---------- Extracted data

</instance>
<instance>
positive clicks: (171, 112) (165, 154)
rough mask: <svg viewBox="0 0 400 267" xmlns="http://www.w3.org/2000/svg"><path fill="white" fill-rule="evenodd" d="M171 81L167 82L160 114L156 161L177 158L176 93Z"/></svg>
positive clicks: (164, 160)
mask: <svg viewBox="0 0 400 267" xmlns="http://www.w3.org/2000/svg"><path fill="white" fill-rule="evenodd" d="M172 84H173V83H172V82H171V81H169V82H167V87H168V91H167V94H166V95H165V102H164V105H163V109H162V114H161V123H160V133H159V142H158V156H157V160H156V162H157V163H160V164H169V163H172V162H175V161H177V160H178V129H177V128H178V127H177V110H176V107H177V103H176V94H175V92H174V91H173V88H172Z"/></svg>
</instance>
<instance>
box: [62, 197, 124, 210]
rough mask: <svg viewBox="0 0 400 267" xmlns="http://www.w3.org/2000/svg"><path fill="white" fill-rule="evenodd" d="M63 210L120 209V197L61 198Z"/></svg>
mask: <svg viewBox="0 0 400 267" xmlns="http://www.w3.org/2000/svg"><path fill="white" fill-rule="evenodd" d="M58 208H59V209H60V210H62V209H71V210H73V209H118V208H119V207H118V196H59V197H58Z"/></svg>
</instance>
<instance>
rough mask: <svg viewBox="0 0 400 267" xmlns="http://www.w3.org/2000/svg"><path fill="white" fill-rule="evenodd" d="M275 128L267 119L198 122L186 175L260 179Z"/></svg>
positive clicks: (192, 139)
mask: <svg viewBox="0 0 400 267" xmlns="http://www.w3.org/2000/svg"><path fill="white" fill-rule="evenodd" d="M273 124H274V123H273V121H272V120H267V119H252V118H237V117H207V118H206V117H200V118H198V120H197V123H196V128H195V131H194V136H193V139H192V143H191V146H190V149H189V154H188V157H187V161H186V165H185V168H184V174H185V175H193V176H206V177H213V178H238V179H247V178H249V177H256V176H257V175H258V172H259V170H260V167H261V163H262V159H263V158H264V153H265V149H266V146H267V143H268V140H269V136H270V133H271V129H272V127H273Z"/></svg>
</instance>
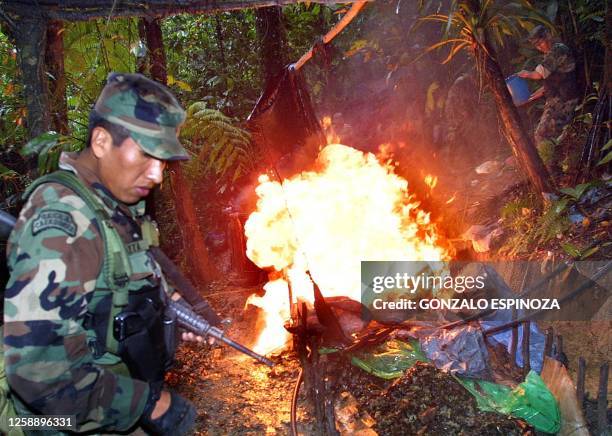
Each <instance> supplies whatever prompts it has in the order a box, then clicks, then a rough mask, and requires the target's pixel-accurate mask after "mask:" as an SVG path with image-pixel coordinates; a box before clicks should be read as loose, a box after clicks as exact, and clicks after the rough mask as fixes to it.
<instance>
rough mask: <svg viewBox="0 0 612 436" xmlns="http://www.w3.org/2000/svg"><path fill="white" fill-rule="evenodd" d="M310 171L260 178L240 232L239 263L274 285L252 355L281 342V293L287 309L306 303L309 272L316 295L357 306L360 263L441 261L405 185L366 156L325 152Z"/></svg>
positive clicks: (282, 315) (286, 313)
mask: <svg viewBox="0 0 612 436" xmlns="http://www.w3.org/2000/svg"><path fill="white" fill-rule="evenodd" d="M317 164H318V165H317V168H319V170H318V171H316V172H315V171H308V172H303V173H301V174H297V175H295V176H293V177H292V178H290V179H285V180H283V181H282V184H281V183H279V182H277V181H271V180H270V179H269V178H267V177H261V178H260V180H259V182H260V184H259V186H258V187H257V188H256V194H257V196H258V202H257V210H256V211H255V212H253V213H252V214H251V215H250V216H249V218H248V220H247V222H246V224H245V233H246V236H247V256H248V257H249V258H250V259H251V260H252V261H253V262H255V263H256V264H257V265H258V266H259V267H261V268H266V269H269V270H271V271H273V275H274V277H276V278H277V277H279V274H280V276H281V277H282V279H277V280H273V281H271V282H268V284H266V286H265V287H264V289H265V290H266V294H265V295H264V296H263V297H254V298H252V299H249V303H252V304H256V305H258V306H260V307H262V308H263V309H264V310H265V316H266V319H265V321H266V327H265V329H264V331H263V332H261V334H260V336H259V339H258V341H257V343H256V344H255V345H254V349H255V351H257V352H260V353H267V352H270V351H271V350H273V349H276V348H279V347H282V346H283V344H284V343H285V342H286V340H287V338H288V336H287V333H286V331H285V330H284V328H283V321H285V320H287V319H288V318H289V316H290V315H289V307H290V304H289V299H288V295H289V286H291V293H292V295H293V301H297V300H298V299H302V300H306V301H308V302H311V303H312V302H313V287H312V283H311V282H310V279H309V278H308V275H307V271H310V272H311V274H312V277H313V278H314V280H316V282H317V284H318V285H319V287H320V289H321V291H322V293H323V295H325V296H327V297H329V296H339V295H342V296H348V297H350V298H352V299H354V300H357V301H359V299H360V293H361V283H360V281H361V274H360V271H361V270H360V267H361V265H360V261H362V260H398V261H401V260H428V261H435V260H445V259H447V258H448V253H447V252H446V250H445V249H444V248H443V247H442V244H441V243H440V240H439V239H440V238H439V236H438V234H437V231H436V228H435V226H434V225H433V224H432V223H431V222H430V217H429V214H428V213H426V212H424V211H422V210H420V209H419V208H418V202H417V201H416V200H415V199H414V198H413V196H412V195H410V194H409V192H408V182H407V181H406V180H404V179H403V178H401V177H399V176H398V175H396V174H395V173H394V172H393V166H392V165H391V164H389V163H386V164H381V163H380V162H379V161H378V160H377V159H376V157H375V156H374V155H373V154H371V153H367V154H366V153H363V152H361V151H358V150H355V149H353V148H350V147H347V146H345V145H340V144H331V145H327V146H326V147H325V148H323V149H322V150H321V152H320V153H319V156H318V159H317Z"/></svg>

--------------------

Your goal
Pull out every line in the rows above that contains the string "positive". Uppercase and lowercase letters must match.

Completed task
positive clicks: (171, 112) (165, 154)
positive clicks: (164, 160)
positive clicks: (192, 139)
positive clicks: (282, 315) (286, 313)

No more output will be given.